▶ **Trecho**
Luis Dufaur
A reunião em torno “da lareira, da panela e da mesa comum, que uniu os seres humanos durante pelo menos 150.000 anos, poderia desaparecer”, segundo o historiador inglês Felipe Fernández Armesto [foto abaixo].
O paradoxo é que esse retrocesso é obra da tecnologia.
O Prof. Felipe é autor do ensaio Comida, culinária e civilização (ed. Tusquets), sobre a história da refeição, no qual demonstra que “se comermos sem contato de alma em frente das telas digitais, voltaremos três milhões de anos atrás”.
Professor convidado de universidades e institutos de pesquisa, Fernández Armesto é autor de um grande número de obras concernentes à história com uma perspectiva sociológica e cultural.
“Se deixarmos a mesa familiar, se comermos na frente das telas ou caminhando isolados pelas ruas, voltaremos a um estágio na história próprio dos hominídeos pré-civilização. A um sistema de vida semelhante ao de dois ou três milhões de anos atrás, dos hominídeos catadores que comiam desesperadamente, sem pensar nas possibilidades de usar a mesa para criar sociedade, promover afeto e planejar um futuro melhor”, disse, em entrevista ao jornal “La Nación” (11-10-19).
Fernández Armesto observa que “não pode haver convívio sem refeição partilhada”, da mesma maneira como é “impossível imaginar uma economia sem dinheiro” ou sem intercâmbio.
Portanto, é “legítimo considerar a refeição como o momento mais importante do mundo: é o que mais ocupa a maioria das pessoas na maioria das vezes”, deduz ele.
Segundo o pesquisador, as causas que contribuem para o desaparecimento gradual do hábito de se sentar juntos para comer e conviver são “mudanças sociais paradigmáticas” que causam danos que “estão ocorrendo”.

Quais? — O “desligamento familiar, golpes intergeracionais, anomia, rejeição de tradição, abandono do senso de pertencer à mesma família humana, no bom sentido da palavra, a predominância de um individualismo existencialista alheio à necessidade humana de manter relações vivas com outros seres humanos de carne de osso”.
O autor se posiciona num ponto de vista sociológico e ético. Porém, se analisarmos os ensinamentos do catolicismo, encontraremos momentos religiosos nos quais Deus escolheu refeições para marcar momentos augustos da Revelação.

Nosso Senhor Jesus Cristo começou sua vida pública participando de um grande banquete: o das bodas de Canaã. Ali fez seu primeiro milagre para um grande número de pessoas: transformou a água das ânforas num precioso vinho.
Quando chegou a noite junto ao Lago de Galileia e Jesus percebeu que as multidões estavam sem comer. Ele sentiu que passavam fome como um rebanho sem pastor, multiplicou os pães e peixes e mandou os Apóstolos distribuí-los com tanta abundância que sobraram cestos repletos.
Simbolizou que a Igreja deveria alimentar os povos com a palavra do Evangelho e que os Apóstolos voltariam com tantas conversões que encheriam cestos.

▶ **O que fazer**
De acordo com o trecho, qual é o título do ensaio de Felipe Fernández Armesto sobre a história da refeição?

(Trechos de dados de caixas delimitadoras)
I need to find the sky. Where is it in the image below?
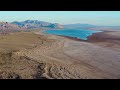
[0,11,120,26]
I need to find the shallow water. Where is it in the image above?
[44,29,101,40]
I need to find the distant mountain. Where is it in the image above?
[0,22,21,30]
[64,23,96,29]
[11,20,63,29]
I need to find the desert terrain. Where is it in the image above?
[0,31,120,79]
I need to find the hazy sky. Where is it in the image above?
[0,11,120,26]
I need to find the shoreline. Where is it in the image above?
[0,31,120,79]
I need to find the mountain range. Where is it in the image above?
[0,20,120,31]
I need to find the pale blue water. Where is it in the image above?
[44,29,101,40]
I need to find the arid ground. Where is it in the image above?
[0,31,120,79]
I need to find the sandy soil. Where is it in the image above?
[0,32,120,79]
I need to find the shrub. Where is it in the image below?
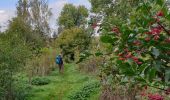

▶ **Resposta escrita**
O ensaio se chama Comida, culinária e civilização.